> _PASSAGE PROVIDED_:
____________________

Polish resistance member (1898–1944)

Maria de Nisau née Vetulani (27 November 1898 – 2 September 1944) was a Polish woman soldier, combatant for Poland's independence, and participant in the Polish-Ukrainian War and World War II. She was killed by the Germans during a massacre of the Warsaw Uprising hospitals, where she was being treated for injury she sustained as a member of the Polish resistance (Armia Krajowa).

== Biography ==
She was the daughter of an engineer, Franciszek Vetulani (1856−1921), and Katarzyna Ipohorska-Lenkiewicz (1868−1915). She had a brother, Stanisław, and two sisters, Zofia and Cecylia. Her family lived in numerous cities, first in Tarnów, later in Kraków, Lwów, Zakopane, and back in Tarnów. After graduating from Orzeszkowa Gimnazjum in Tarnów, where Maria was a scouts member, in 1918 she began medical studies at Jagiellonian University. She was a member of the Polish Military Organisation. In 1918–1919 she fought in the defense of Lwów, wearing as a camouflage a man's uniform as woman were not allowed to take part in regular fights. She claimed to be a Jagiellonian University student, Marian Ipohorski.

____________________

> _INSTRUCTIONS FOR THE TASK_:
Rewrite the biography of Maria de Nisau, beginning at the words "Polish resistance member" and stopping after "resistance (Armia Krajowa).". Substitute "slaughter" for "massacre".

> _Data entries_:
____________________

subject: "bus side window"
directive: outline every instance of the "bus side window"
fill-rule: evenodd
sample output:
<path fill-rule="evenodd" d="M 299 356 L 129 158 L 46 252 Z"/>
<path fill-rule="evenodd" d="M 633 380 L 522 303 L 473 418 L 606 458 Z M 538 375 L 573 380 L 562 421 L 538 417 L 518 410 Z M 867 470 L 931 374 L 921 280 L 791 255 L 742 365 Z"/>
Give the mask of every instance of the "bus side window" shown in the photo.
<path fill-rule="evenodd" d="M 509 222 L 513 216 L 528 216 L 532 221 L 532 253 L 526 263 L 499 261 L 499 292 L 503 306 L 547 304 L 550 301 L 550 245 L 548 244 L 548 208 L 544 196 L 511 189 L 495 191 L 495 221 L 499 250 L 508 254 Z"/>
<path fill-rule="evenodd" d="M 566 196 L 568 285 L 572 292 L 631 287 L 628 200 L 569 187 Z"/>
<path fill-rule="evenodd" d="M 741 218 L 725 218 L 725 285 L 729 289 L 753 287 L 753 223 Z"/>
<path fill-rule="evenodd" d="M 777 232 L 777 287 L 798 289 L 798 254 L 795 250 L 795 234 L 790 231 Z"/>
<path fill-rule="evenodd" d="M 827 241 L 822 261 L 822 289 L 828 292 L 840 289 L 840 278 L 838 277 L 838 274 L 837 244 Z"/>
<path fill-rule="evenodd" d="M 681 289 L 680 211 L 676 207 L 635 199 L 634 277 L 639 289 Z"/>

____________________

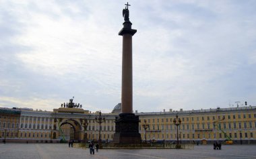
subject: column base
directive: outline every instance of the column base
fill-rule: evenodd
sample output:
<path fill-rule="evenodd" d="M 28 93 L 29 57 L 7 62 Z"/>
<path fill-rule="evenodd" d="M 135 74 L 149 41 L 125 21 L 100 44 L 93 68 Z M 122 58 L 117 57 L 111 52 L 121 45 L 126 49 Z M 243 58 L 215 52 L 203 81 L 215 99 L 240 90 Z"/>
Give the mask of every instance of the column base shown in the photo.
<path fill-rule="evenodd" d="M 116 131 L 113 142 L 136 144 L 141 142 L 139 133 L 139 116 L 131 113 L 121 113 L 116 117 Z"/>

____________________

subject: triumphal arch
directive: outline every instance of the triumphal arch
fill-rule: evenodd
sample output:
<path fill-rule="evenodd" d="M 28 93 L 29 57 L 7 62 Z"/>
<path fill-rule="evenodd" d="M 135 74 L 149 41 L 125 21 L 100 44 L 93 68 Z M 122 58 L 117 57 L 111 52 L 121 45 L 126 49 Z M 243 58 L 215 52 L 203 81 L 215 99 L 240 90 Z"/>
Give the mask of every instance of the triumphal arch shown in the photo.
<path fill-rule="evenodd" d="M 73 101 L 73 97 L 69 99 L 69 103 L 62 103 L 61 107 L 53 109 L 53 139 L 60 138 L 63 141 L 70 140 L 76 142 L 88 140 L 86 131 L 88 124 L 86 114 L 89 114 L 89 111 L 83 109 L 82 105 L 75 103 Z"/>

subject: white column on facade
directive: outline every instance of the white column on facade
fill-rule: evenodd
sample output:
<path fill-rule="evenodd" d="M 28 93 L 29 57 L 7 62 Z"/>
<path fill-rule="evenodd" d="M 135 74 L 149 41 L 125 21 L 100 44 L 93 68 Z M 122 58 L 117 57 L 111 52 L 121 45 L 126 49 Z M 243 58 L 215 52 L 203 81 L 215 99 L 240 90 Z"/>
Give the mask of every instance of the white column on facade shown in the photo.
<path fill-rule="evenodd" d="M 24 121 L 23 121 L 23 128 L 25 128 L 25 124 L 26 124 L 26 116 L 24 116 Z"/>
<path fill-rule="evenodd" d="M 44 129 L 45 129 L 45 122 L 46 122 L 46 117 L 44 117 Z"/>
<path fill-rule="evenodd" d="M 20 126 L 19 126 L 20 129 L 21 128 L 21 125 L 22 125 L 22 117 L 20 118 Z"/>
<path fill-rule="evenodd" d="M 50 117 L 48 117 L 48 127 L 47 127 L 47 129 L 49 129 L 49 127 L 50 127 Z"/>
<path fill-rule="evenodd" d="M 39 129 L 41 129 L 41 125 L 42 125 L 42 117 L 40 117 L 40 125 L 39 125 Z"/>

____________________

> _SOLUTION_:
Polish resistance member (1898–1944)

Maria de Nisau née Vetulani (27 November 1898 – 2 September 1944) was a Polish woman soldier, combatant for Poland's independence, and participant in the Polish-Ukrainian War and World War II. She was killed by the Germans during a slaughter of the Warsaw Uprising hospitals, where she was being treated for injury she sustained as a member of the Polish resistance (Armia Krajowa).